## Goal of the exercise
Gather every line of the saved entries that contains the string "armrest", treating uppercase and lowercase as different.

--- Listed entries ---

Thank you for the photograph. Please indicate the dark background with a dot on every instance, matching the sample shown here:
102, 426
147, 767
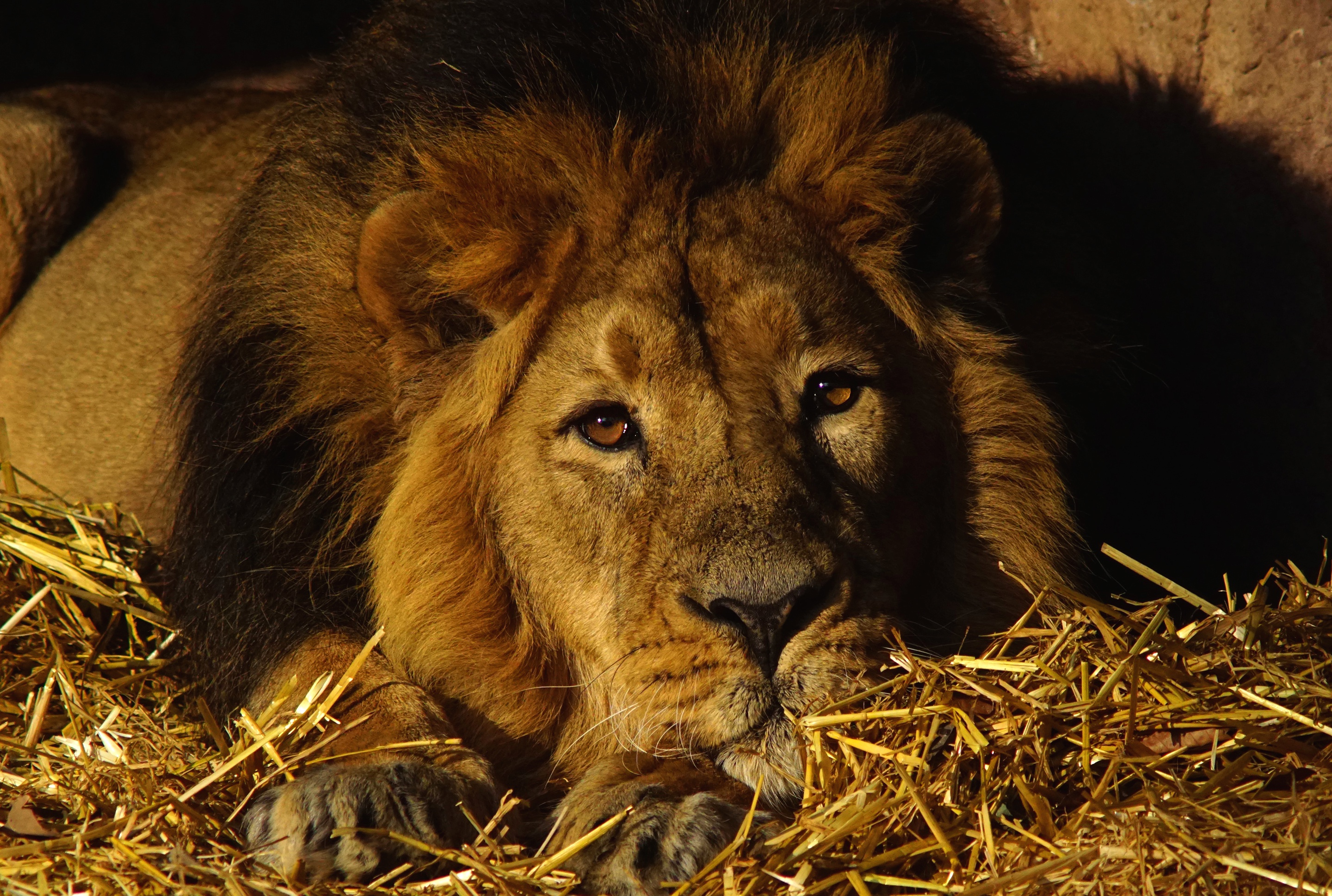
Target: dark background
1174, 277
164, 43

---
--- Listed entries ---

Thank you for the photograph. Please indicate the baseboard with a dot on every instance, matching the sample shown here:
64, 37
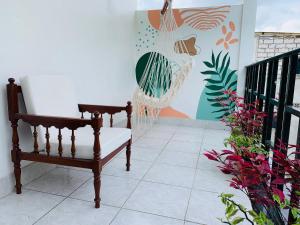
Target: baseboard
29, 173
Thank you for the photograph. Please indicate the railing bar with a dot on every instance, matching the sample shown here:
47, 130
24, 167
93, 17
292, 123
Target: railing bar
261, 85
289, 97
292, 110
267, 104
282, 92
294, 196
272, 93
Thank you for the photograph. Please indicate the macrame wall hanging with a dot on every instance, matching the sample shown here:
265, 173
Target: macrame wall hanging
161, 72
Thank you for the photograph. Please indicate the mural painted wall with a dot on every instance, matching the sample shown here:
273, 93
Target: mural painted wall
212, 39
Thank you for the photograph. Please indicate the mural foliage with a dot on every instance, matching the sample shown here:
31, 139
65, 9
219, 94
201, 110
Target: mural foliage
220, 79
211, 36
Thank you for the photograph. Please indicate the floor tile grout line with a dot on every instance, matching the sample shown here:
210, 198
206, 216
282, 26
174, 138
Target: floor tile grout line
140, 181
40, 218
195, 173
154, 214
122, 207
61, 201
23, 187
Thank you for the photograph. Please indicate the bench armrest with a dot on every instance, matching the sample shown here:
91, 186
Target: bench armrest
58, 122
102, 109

---

## Reply
Thank you for the photograph. Please indicate the bench armrest with a dot on every instance, matching the sample shown here:
Target: bench armrest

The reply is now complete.